Input records:
• • • • • • •

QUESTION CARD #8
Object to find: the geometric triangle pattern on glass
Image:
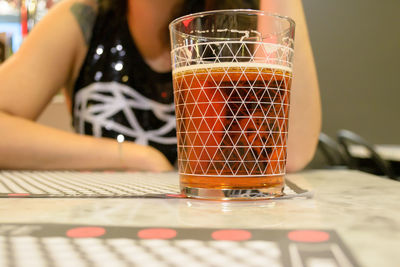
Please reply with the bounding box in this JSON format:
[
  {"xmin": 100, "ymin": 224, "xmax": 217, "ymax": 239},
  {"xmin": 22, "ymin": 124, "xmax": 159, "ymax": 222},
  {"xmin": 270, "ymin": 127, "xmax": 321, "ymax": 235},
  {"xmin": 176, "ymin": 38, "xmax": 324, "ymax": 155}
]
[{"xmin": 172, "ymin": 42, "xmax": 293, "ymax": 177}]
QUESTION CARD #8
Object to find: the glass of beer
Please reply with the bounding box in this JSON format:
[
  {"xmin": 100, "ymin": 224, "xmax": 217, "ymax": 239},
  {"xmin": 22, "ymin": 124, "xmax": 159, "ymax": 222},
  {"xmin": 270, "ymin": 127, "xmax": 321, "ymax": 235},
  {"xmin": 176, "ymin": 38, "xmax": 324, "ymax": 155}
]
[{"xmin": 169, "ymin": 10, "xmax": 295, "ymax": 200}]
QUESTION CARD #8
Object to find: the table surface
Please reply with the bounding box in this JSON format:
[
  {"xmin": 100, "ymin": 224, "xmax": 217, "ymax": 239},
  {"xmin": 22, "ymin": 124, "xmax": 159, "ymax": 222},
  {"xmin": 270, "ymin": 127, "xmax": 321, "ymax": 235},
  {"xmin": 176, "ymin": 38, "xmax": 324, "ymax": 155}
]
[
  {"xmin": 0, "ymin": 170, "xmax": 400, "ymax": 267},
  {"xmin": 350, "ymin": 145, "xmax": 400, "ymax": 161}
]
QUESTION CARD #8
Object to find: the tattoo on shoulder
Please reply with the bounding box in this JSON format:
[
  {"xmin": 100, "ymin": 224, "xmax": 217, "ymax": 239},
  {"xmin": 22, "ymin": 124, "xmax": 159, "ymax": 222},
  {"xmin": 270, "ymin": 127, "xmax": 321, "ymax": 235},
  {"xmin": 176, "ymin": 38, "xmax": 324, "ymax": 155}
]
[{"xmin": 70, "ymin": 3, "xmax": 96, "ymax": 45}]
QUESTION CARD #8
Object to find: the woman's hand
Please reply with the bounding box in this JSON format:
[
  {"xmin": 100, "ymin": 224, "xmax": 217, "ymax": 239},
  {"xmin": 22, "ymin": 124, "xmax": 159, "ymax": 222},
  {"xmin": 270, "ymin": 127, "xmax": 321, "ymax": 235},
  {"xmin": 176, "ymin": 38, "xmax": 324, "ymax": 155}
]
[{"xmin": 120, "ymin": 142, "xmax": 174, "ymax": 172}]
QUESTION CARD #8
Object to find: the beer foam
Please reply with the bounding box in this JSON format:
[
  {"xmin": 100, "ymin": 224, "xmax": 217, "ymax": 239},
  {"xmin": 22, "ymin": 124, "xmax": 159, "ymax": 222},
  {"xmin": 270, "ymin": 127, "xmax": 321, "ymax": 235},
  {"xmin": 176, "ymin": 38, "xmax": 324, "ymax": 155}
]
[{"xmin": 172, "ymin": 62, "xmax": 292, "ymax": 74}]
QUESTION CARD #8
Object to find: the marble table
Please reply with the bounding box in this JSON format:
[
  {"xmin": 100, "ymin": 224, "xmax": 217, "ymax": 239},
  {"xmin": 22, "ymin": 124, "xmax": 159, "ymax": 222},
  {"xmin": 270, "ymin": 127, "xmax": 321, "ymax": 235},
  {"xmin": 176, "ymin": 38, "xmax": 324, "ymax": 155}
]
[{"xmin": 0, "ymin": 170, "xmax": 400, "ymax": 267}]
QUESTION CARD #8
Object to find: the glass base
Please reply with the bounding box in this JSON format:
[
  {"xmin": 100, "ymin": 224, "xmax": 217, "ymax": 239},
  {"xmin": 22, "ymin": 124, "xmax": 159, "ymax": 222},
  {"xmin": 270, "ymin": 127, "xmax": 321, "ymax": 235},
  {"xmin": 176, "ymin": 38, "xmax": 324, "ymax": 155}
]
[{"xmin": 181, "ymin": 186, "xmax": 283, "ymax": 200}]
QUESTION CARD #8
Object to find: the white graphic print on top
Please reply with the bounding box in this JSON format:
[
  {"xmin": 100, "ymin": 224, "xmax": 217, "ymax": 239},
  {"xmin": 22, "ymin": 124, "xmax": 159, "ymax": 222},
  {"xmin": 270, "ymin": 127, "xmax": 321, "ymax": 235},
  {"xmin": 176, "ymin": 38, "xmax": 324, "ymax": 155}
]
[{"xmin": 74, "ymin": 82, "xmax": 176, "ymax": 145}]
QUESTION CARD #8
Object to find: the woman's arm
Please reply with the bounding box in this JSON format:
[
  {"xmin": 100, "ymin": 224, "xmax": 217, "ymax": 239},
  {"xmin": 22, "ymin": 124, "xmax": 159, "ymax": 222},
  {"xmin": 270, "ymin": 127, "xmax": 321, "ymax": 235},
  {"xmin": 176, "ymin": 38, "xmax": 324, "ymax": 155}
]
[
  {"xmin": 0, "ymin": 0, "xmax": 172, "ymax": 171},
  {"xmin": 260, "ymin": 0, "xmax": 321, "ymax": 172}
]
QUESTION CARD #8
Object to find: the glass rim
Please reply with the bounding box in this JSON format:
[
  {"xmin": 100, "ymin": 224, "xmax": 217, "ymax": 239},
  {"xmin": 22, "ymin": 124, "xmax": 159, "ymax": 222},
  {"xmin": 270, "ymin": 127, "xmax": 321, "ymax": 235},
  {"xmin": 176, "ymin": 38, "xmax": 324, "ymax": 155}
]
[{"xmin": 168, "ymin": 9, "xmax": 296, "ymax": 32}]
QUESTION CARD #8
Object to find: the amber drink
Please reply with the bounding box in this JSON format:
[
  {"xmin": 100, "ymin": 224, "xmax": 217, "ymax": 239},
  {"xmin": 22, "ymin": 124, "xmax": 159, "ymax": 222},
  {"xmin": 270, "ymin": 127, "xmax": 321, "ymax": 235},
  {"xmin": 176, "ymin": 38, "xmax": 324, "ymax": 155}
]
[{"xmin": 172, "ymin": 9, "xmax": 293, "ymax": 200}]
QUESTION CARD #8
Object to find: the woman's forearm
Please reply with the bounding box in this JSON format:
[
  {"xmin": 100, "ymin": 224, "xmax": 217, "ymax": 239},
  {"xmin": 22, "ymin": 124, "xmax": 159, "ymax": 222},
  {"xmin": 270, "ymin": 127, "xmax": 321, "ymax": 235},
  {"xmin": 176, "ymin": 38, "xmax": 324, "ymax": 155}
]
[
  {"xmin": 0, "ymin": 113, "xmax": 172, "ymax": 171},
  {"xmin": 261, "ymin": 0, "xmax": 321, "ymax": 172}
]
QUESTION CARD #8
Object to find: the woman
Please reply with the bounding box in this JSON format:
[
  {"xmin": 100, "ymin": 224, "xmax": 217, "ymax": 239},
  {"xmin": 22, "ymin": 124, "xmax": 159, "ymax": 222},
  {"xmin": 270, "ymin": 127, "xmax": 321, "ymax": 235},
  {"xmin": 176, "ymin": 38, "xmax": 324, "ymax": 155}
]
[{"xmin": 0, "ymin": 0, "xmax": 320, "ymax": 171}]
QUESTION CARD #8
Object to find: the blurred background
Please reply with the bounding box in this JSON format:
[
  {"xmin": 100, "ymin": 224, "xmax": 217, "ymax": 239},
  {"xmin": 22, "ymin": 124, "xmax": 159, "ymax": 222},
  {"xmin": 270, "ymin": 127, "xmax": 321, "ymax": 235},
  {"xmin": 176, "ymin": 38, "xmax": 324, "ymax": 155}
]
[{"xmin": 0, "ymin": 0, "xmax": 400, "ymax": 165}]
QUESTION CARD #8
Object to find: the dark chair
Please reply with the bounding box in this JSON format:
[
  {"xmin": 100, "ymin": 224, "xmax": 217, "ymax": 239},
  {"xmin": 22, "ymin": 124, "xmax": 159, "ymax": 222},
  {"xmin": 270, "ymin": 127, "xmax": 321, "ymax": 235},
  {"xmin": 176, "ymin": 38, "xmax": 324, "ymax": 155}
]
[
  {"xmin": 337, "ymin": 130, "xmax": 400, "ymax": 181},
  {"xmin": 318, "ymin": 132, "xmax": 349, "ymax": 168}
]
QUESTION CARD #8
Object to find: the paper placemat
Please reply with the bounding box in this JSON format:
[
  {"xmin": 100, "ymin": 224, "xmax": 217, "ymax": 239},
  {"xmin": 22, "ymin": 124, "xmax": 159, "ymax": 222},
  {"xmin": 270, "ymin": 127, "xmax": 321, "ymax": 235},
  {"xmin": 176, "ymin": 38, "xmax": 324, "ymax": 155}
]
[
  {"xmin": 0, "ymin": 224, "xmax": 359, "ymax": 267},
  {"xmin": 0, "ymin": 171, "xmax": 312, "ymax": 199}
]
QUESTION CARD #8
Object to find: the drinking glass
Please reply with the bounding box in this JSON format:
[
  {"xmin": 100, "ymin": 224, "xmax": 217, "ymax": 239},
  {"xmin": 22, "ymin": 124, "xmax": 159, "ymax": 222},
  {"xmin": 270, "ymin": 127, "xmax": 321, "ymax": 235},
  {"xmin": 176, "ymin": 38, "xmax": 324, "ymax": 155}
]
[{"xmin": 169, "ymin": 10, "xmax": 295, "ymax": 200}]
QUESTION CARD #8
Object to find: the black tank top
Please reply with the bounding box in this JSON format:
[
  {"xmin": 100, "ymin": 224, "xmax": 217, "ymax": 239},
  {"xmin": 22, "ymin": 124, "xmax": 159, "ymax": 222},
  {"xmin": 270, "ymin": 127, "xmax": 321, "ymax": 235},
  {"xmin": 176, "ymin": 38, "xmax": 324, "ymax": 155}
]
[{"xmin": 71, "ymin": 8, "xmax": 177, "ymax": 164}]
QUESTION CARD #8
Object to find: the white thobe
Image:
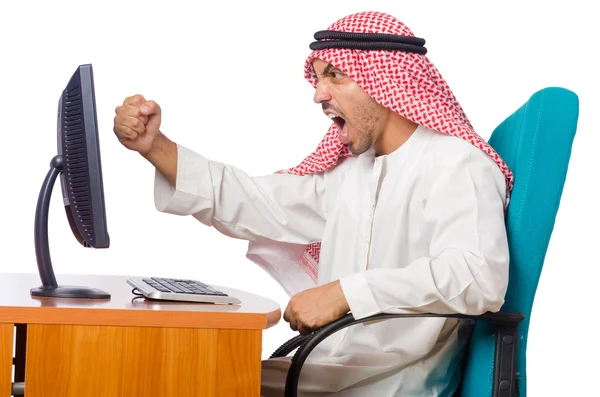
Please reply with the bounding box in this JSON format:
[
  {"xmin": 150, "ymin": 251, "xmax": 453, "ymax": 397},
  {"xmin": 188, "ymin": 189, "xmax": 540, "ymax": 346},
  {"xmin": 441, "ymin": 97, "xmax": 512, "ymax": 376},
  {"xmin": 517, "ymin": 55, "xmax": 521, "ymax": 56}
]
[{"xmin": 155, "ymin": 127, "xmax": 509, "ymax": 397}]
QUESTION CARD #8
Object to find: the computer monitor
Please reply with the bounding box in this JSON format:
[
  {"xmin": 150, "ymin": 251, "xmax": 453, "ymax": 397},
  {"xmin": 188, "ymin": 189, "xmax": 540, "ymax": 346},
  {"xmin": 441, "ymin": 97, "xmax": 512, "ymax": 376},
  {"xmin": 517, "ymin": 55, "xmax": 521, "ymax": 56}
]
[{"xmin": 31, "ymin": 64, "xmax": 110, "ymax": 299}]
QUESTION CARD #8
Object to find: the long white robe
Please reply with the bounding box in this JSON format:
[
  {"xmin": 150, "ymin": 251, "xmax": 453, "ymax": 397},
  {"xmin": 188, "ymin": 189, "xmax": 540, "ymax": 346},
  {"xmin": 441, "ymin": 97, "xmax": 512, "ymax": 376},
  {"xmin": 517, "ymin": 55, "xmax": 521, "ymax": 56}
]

• • • • • • •

What is being asked: How many lines in the items above contain the word "white"? Reply with the number alone.

Task output: 3